▶ _STUDY MATERIAL_
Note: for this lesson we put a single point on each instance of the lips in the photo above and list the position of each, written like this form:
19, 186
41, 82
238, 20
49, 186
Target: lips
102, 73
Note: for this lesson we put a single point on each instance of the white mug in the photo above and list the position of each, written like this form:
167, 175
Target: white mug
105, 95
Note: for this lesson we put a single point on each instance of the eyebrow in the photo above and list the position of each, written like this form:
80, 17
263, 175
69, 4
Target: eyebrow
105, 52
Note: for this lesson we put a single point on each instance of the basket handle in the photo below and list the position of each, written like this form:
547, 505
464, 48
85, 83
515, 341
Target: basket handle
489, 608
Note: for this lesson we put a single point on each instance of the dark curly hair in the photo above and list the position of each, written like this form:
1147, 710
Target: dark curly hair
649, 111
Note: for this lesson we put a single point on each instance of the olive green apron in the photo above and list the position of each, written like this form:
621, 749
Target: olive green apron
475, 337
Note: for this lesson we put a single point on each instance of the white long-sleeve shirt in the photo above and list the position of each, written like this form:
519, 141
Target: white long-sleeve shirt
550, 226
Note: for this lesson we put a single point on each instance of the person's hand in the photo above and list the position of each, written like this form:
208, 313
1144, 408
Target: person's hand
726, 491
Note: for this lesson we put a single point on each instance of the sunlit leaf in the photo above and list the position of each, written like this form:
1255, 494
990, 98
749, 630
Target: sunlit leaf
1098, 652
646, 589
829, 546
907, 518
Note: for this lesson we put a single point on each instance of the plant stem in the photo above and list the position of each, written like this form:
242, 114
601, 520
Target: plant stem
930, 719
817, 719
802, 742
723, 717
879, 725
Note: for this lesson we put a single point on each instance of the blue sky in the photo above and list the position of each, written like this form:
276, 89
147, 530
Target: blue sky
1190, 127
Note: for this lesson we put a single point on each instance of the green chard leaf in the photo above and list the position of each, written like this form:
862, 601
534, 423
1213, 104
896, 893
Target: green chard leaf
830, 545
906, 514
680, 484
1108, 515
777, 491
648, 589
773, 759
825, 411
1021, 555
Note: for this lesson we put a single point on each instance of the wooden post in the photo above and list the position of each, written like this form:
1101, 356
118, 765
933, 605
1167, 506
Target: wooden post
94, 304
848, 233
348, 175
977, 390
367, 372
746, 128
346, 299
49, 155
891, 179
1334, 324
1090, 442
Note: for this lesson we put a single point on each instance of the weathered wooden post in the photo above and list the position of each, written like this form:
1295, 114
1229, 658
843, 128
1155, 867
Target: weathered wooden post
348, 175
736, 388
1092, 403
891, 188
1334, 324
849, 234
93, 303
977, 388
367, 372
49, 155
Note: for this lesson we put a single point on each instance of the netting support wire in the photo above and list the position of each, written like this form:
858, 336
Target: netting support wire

▶ _DESCRIPTION OF THE TASK_
Everything in the data must be repeated exactly; leave no line out.

▶ _TASK RESULT_
Note: for this lesson we put a single point on each instance of the lips in the photo above and list the position of each, written like this form:
19, 186
41, 82
238, 20
49, 186
Target: lips
102, 73
Note: for this lesson we put a single point on each instance of the white mug in the photo above and list the position of each, written like this form:
167, 175
Target: white mug
105, 95
Note: for this lesson we put a single point on each instance of the eyebrow in the photo above and list the position of each, written like this form:
80, 17
263, 175
69, 4
Target: eyebrow
105, 52
Note: for this lesson we put a single point on each instance of the basket handle in the photo below and list the position of each, written like this form:
547, 505
464, 48
85, 83
515, 341
Target: basket handle
489, 608
Note: for this lesson we put a single point on each instance of the dark curly hair in the photo above and list the position of each, written like this form:
1147, 710
Target: dark curly hair
649, 111
Note: for this lesson we put a single point on each instance of the olive green apron in the photo above and list the position of each, written like this form:
621, 749
Target: olive green apron
475, 337
Note: for this lesson we put a single point on each instance of the white long-sleeve shirt in the photo above and list the position of each, written like this form:
519, 141
Target: white long-sleeve shirt
550, 226
Note: for this lesson we put a single point on each instance of the person's hand in the photo above and list the position of each, written like this form:
208, 313
1144, 408
Target: person's hand
726, 491
Note: for this lesson we put a single point on each instance of the sunlit leaf in the photo above and list the position of each, written like this form:
1255, 494
990, 98
749, 630
Target: sunlit leaf
1098, 652
646, 589
829, 546
907, 518
Note: for this lesson we put a single point on each instance of the plant stem in the photo above and list the position of each, written like this form:
242, 114
601, 520
Target: plant stem
930, 719
817, 719
802, 742
723, 717
879, 725
Note: for this lesson we put a single point on each instance of the blue sky in the photo above and list the position of each, written like this form:
276, 89
147, 530
Target: blue sky
1190, 127
Note: for this lesson we put a single point on each instance of the green chard leaf in the photo above and list the position of each, written like this form:
862, 601
534, 423
1213, 104
896, 893
Target: green chard leaf
830, 545
906, 514
680, 484
1108, 515
777, 491
648, 589
773, 759
825, 411
1021, 555
Note: for this lesson we put a single point on each instance of the wooden post in the photo above and list the position of each, written like this form:
1101, 356
118, 765
933, 605
1167, 506
Target: wooden post
94, 304
848, 233
348, 175
977, 390
367, 372
746, 128
346, 299
49, 155
891, 179
1334, 324
1090, 442
Note: for this lesson we put a single point on each instance of the weathered wooden post in the photo above and list the position of each, written like this form:
1295, 114
1229, 658
843, 128
1155, 867
Target: weathered wooden post
348, 175
736, 388
1092, 403
891, 188
1334, 324
849, 234
93, 303
977, 388
367, 372
49, 155
Note: for this lesson we put a single point on each instance of the netting support wire in the photo above and list the position of each, written like this form:
858, 336
Target: netting support wire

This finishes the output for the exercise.